» What to do
Leave every picture out, then reproduce the rest of the listing exactly.

» Listed entries
☆ ☆ ☆ ☆ ☆

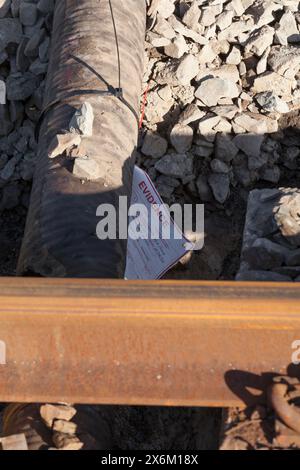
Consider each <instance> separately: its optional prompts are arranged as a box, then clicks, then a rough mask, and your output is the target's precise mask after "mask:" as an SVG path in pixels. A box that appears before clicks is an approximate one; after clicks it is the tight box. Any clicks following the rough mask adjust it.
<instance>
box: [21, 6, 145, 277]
mask: <svg viewBox="0 0 300 470" xmlns="http://www.w3.org/2000/svg"><path fill="white" fill-rule="evenodd" d="M113 5H114V15H115V22H116V28H117V32H118V39H119V47H120V59H121V80H122V82H121V85H122V88H123V92H124V98H125V100H126V101H127V102H128V103H129V105H130V106H131V108H133V109H134V110H135V112H136V113H137V114H138V113H139V98H140V92H141V81H142V74H143V59H144V37H145V23H146V7H145V2H144V1H142V0H126V1H122V2H120V1H115V0H113ZM108 87H118V61H117V54H116V41H115V36H114V30H113V23H112V18H111V14H110V8H109V2H108V1H107V0H104V1H98V0H81V1H80V2H79V1H78V0H60V1H58V2H56V9H55V17H54V25H53V34H52V48H51V57H50V64H49V70H48V76H47V84H46V90H45V103H44V106H45V108H48V107H49V105H51V104H52V103H56V104H55V105H54V106H53V107H51V108H50V110H49V111H48V113H47V114H46V116H45V119H44V121H43V125H42V127H41V132H40V141H39V147H38V163H37V168H36V173H35V176H34V184H33V190H32V196H31V202H30V208H29V215H28V219H27V224H26V231H25V237H24V241H23V246H22V250H21V255H20V259H19V265H18V273H19V274H20V275H29V274H31V275H36V274H37V275H42V276H46V277H97V278H100V277H109V278H118V277H123V274H124V264H125V249H126V241H124V240H105V241H100V240H98V239H97V237H96V225H97V222H99V218H97V217H96V210H97V207H98V206H99V205H100V204H102V203H110V204H113V205H114V206H115V207H118V196H119V195H126V196H128V198H129V197H130V194H131V181H132V169H133V165H134V162H135V151H136V144H137V135H138V128H137V122H136V117H135V116H134V114H133V113H132V112H131V111H130V109H129V108H128V107H127V106H126V105H124V104H123V103H121V102H120V100H118V99H117V98H116V97H113V96H100V95H97V94H95V93H94V92H95V91H96V92H98V91H105V90H107V89H108ZM83 93H86V94H83ZM70 95H71V96H70ZM59 100H60V101H59ZM83 101H89V102H90V103H91V104H92V106H93V110H94V115H95V121H94V133H93V137H91V138H88V139H85V144H86V149H87V153H88V155H89V156H90V157H92V158H93V159H94V160H95V161H97V162H98V164H99V165H100V166H101V168H103V169H104V170H103V172H104V174H105V177H103V178H101V179H99V180H97V181H93V182H91V181H90V182H85V184H82V181H81V179H79V178H76V177H74V176H73V174H72V162H71V160H70V159H68V158H66V157H64V156H61V157H58V158H55V159H54V160H50V159H49V158H48V148H49V144H50V142H51V140H52V138H53V137H54V136H55V135H56V134H58V133H61V132H62V131H63V130H66V129H68V126H69V122H70V119H71V117H72V115H73V114H74V111H75V109H77V108H78V107H79V106H80V104H81V103H82V102H83Z"/></svg>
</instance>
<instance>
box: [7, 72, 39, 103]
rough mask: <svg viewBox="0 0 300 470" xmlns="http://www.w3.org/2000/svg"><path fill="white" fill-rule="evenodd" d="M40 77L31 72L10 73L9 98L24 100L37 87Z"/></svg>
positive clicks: (7, 84) (7, 82)
mask: <svg viewBox="0 0 300 470" xmlns="http://www.w3.org/2000/svg"><path fill="white" fill-rule="evenodd" d="M38 83H39V80H38V78H37V77H36V75H34V74H33V73H31V72H25V73H24V74H21V73H15V74H12V75H9V76H8V78H7V81H6V90H7V98H8V99H9V100H16V101H23V100H26V99H27V98H29V97H30V96H31V95H32V94H33V93H34V91H35V89H36V88H37V86H38Z"/></svg>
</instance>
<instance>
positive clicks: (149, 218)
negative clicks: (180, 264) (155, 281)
mask: <svg viewBox="0 0 300 470" xmlns="http://www.w3.org/2000/svg"><path fill="white" fill-rule="evenodd" d="M191 250H193V243H191V242H190V241H189V240H188V239H187V238H186V237H185V236H184V234H183V232H182V230H181V228H180V227H179V226H178V225H177V224H176V223H175V221H174V220H173V219H172V217H171V215H170V211H169V208H168V207H167V206H166V205H165V204H164V203H163V201H162V199H161V197H160V195H159V194H158V192H157V190H156V189H155V187H154V185H153V183H152V181H151V179H150V177H149V176H148V175H147V173H145V172H144V171H143V170H141V169H140V168H138V167H137V166H136V167H135V169H134V175H133V184H132V197H131V205H130V209H129V226H128V242H127V262H126V271H125V279H127V280H139V279H140V280H142V279H144V280H151V279H159V278H161V277H162V276H163V275H164V274H165V273H166V272H167V271H168V270H169V269H170V268H171V267H172V266H174V265H175V264H176V263H177V262H178V261H179V260H180V259H181V258H182V257H183V256H185V255H186V254H187V253H188V252H189V251H191Z"/></svg>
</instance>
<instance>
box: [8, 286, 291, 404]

☆ ☆ ☆ ☆ ☆

» Result of this task
Consider each <instance> separately: its optional prompts are arranged as a box, then clicks, then a rough mask, and your output is the target's precise mask after "mask:" as an SVG path in pixels. A box that appears before clicks is an approximate one; after clicks it is the tight box. Any clicks following the rough mask adjust it.
<instance>
box: [21, 6, 145, 277]
mask: <svg viewBox="0 0 300 470" xmlns="http://www.w3.org/2000/svg"><path fill="white" fill-rule="evenodd" d="M113 5H114V15H115V22H116V28H117V32H118V39H119V47H120V59H121V80H122V82H121V85H122V88H123V92H124V98H125V100H126V101H127V102H128V103H129V105H130V106H131V108H133V109H134V110H135V112H136V113H137V114H138V113H139V98H140V92H141V81H142V74H143V59H144V37H145V23H146V7H145V2H144V1H142V0H126V1H122V2H120V1H115V0H113ZM108 87H118V61H117V54H116V41H115V36H114V30H113V23H112V18H111V14H110V8H109V2H108V1H107V0H104V1H98V0H81V1H80V2H79V1H78V0H60V1H58V2H56V9H55V17H54V25H53V34H52V48H51V57H50V64H49V70H48V76H47V84H46V90H45V103H44V106H45V108H48V107H49V105H51V104H52V103H56V104H55V105H54V106H53V107H51V108H50V110H49V111H48V113H47V114H46V116H45V119H44V121H43V125H42V127H41V132H40V141H39V147H38V163H37V168H36V173H35V176H34V184H33V190H32V196H31V202H30V208H29V215H28V219H27V224H26V231H25V237H24V241H23V246H22V250H21V255H20V259H19V265H18V273H19V274H20V275H29V274H31V275H36V274H37V275H42V276H46V277H97V278H100V277H109V278H118V277H123V274H124V264H125V249H126V241H124V240H105V241H100V240H98V239H97V237H96V225H97V222H99V218H97V217H96V210H97V207H98V206H99V205H100V204H102V203H110V204H113V205H114V206H115V207H118V196H119V195H126V196H128V198H129V197H130V194H131V181H132V169H133V165H134V162H135V151H136V144H137V135H138V128H137V122H136V117H135V116H134V114H133V113H132V112H131V111H130V109H129V108H128V107H127V106H126V105H124V104H123V103H121V102H120V100H118V99H117V98H116V97H113V96H100V95H97V94H95V93H94V92H95V91H96V92H98V91H105V90H107V89H108ZM83 93H86V94H83ZM70 95H71V96H70ZM59 100H60V101H59ZM83 101H89V102H90V103H91V104H92V106H93V110H94V115H95V121H94V133H93V137H91V138H88V139H85V144H86V149H87V153H88V155H89V156H90V157H92V158H93V159H94V160H95V161H97V162H98V164H99V165H100V166H101V168H103V169H104V170H103V172H104V174H105V177H103V178H101V179H99V180H97V181H93V182H91V181H90V182H85V184H82V181H81V179H79V178H76V177H74V176H73V174H72V162H71V160H70V159H68V158H66V157H64V156H61V157H58V158H55V159H54V160H50V159H49V158H48V148H49V144H50V142H51V140H52V138H53V137H54V136H55V135H56V134H58V133H61V132H62V131H63V130H66V129H68V126H69V122H70V119H71V117H72V115H73V114H74V111H75V109H77V108H78V107H79V106H80V104H81V103H82V102H83Z"/></svg>
</instance>
<instance>
box: [7, 72, 39, 103]
rough mask: <svg viewBox="0 0 300 470" xmlns="http://www.w3.org/2000/svg"><path fill="white" fill-rule="evenodd" d="M40 77L31 72L10 73L9 98L24 100L37 87Z"/></svg>
positive clicks: (7, 84) (7, 82)
mask: <svg viewBox="0 0 300 470" xmlns="http://www.w3.org/2000/svg"><path fill="white" fill-rule="evenodd" d="M38 83H39V80H38V78H37V77H36V75H34V74H33V73H31V72H25V73H24V74H21V73H15V74H12V75H9V76H8V78H7V81H6V90H7V98H8V99H9V100H16V101H23V100H26V99H27V98H29V97H30V96H31V95H32V94H33V93H34V91H35V89H36V88H37V86H38Z"/></svg>
</instance>
<instance>
positive clicks: (149, 218)
negative clicks: (180, 264) (155, 281)
mask: <svg viewBox="0 0 300 470" xmlns="http://www.w3.org/2000/svg"><path fill="white" fill-rule="evenodd" d="M191 250H193V243H191V242H190V241H189V240H188V239H187V238H186V237H185V236H184V234H183V232H182V230H181V228H180V227H179V226H178V225H177V224H176V223H175V221H174V220H173V219H172V217H171V215H170V211H169V208H168V207H167V206H166V205H165V204H164V203H163V201H162V199H161V197H160V195H159V194H158V192H157V190H156V189H155V187H154V185H153V183H152V181H151V179H150V177H149V176H148V175H147V173H145V172H144V171H143V170H141V169H140V168H138V167H137V166H136V167H135V169H134V175H133V184H132V197H131V205H130V209H129V226H128V242H127V262H126V271H125V279H127V280H139V279H140V280H142V279H144V280H151V279H159V278H161V277H162V276H163V275H164V274H165V273H166V272H167V271H168V270H169V269H170V268H171V267H172V266H174V265H175V264H176V263H177V262H178V261H179V260H180V259H181V258H182V257H183V256H185V255H186V254H187V253H188V252H189V251H191Z"/></svg>
</instance>
<instance>
box: [8, 286, 291, 404]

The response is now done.